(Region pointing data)

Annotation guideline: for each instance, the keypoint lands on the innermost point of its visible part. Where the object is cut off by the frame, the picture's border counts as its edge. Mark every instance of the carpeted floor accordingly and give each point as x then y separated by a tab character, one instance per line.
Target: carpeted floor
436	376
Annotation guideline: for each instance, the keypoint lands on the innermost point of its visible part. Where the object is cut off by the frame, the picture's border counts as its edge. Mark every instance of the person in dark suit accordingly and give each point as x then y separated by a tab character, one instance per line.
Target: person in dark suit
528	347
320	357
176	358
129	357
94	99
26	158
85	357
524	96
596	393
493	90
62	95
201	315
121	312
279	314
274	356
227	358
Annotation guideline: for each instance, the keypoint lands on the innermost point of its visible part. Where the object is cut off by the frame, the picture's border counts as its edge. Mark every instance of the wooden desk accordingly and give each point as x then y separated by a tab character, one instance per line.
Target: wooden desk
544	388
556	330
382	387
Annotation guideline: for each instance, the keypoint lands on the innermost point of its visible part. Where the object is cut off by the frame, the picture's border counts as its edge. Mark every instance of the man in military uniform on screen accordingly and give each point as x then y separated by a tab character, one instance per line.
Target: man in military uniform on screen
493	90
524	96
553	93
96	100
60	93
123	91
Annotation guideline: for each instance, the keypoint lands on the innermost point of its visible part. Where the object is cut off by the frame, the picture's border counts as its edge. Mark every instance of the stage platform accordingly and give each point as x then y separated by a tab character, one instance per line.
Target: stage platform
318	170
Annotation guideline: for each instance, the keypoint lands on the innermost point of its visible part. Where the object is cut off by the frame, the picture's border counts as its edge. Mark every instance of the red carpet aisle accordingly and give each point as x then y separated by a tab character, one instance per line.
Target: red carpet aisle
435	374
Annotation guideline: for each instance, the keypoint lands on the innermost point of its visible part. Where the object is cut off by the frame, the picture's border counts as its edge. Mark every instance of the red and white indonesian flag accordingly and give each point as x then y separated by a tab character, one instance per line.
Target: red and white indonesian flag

### WORK TASK
Only the lines from the one with "of the stage" to the end of the entries above belong in your answer. Retype them exactly.

### RESULT OF THE TASK
Annotation guideline: for each instance, the keypoint lands on the innermost point of its visible part. Where the object is cut off by the frame, the picture's border counts as its edge. Mark every instance of the stage platform accordingly and give each point as x then y separated by a tab character, one instance per line.
Target: stage platform
318	170
Annotation guideline: for each instance, the keypoint lands on the innermost point of its visible part. Where the object is cut off by the frame, the picture's border counts as its edge. Mark every instance of the red carpet aisle accordingly and give each point as x then y separated by a tab character, one instance per line.
Target: red carpet aisle
435	374
Annotation guideline: for each instance, the keypoint lands on the innermost point of its visible part. Where the object is cut off by the frame, the picture's border counts as its edge. Mark every instance of the red and white indonesian flag accordingly and give each point as x then y separated by a tab character, one instance per line.
Target: red and white indonesian flag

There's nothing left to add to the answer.